* Enunciado 1: Qual livro de Comblin o trecho para leitura cita como conhecido também por muitos não cristãos?
* Enunciado 2: Reproduza do trecho para leitura a passagem de "Se há uma palavra" a "dos mais pobres.".

* Trecho para leitura:
-----

Lições que aprendi com Pe Comblin: liberdade e a história

Jung Mo Sung

O falecimento do Pe Comblin nos faz enfrentar uma realidade inevitável: a primeira geração (provavelmente a mais criativa e rigorosa) da teologia da libertação está aos poucos chegando ao limite da vida. Uma forma de homenagear pessoas como Comblin é continuar a tarefa de uma reflexão crítica séria comprometida com a causa dos pobres e também de divulgar o seu pensamento para novas gerações de estudante de teologia ou de agentes pastorais.

Pensando nisso é que resolvi escrever este pequeno texto. Mas é uma tarefa muito difícil escrever em uma página o que significou a pessoa e a obra de Pe Comblin para as igrejas cristãs na América Latina e também para muitos não cristãos que conheceram, por exemplo, o seu livro “A ideologia de segurança nacional”. Por isso, eu quero simplesmente compartilhar algumas idéias de Comblin que me marcaram nos últimos 30 anos.

Se há uma palavra que marcou a minha leitura da vastíssima obra de Comblin é a liberdade. Ele disse: “Segundo a Bíblia, a liberdade é mais do que uma qualidade, um atributo de ser humano: é a própria razão de ser de humanidade.” E a afirmação de Paulo de Tarso, “Foi para a liberdade que Cristo nos libertou (Gal 5,1)” pode ser visto como o mote que guiou a sua obra. Esta busca de liberdade, que impulsiona a luta pela libertação, não pode ser confundida com uma visão moderna burguesa da liberdade. “Não é livre aquele que diz que faz o que quer, mas, na realidade, não sabe resistir à pressão dos desejos, tornando-se escravo dos objetos que excitam o seu desejo.” Nestes casos, a liberdade pressupõe a libertação dos desejos individuais e a sua realização no assumir o serviço e a causa em favor dos mais pobres.

-----

* Dados listados:
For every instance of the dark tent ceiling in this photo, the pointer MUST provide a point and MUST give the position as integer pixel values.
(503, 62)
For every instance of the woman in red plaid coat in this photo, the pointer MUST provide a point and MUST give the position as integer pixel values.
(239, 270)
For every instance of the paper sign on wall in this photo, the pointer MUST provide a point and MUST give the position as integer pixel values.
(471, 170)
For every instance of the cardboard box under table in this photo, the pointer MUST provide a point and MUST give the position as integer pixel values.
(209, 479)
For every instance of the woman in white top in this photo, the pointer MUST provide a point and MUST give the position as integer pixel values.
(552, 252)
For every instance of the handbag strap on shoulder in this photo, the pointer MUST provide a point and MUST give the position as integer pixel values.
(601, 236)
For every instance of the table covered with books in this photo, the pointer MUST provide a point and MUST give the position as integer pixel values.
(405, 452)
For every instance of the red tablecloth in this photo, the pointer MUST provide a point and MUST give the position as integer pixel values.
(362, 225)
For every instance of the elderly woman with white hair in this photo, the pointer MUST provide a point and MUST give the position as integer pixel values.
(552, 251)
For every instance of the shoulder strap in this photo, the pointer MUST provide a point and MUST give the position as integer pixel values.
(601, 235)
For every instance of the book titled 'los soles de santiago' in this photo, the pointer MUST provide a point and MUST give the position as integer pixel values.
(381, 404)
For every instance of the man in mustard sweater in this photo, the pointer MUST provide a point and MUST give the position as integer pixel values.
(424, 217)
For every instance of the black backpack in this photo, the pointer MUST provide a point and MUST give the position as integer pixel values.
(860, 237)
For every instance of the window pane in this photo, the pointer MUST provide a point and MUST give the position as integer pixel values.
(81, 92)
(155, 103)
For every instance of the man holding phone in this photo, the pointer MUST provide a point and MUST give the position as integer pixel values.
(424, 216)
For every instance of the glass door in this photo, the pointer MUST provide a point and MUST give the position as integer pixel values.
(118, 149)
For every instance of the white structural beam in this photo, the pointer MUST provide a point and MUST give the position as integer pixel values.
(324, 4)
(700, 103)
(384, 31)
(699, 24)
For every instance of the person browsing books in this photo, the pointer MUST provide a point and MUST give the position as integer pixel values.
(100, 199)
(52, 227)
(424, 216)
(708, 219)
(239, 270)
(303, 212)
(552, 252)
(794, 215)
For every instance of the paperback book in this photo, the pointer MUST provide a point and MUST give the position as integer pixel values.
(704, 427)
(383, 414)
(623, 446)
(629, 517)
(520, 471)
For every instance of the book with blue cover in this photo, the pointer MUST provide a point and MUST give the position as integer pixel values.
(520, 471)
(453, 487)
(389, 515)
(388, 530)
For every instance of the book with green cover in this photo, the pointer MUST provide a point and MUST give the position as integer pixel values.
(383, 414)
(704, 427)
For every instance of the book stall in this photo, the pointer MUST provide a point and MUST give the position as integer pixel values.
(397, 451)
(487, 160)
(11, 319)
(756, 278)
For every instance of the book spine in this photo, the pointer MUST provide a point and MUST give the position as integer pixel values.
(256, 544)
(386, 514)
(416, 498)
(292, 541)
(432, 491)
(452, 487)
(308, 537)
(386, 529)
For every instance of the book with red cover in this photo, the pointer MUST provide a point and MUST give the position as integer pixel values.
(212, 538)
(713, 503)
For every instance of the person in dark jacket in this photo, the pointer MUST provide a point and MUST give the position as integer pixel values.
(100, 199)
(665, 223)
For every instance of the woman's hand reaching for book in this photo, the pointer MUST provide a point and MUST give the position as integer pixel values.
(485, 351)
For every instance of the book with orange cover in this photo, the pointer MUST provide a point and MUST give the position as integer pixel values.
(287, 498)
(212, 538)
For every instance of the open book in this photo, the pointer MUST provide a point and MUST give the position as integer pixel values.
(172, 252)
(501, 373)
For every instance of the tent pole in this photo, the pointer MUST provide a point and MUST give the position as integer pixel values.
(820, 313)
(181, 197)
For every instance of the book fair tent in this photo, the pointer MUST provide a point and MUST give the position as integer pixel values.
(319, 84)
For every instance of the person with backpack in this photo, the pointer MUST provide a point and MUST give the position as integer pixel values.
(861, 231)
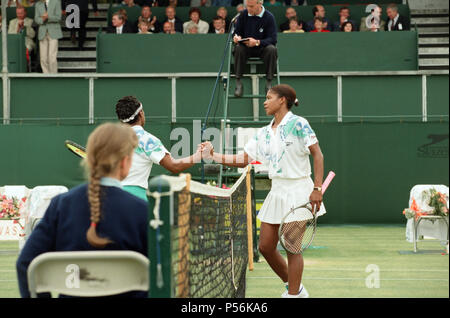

-----

* Resposta comentada 1: “A ideologia de segurança nacional”.

* Resposta comentada 2:
Se há uma palavra que marcou a minha leitura da vastíssima obra de Comblin é a liberdade. Ele disse: “Segundo a Bíblia, a liberdade é mais do que uma qualidade, um atributo de ser humano: é a própria razão de ser de humanidade.” E a afirmação de Paulo de Tarso, “Foi para a liberdade que Cristo nos libertou (Gal 5,1)” pode ser visto como o mote que guiou a sua obra. Esta busca de liberdade, que impulsiona a luta pela libertação, não pode ser confundida com uma visão moderna burguesa da liberdade. “Não é livre aquele que diz que faz o que quer, mas, na realidade, não sabe resistir à pressão dos desejos, tornando-se escravo dos objetos que excitam o seu desejo.” Nestes casos, a liberdade pressupõe a libertação dos desejos individuais e a sua realização no assumir o serviço e a causa em favor dos mais pobres.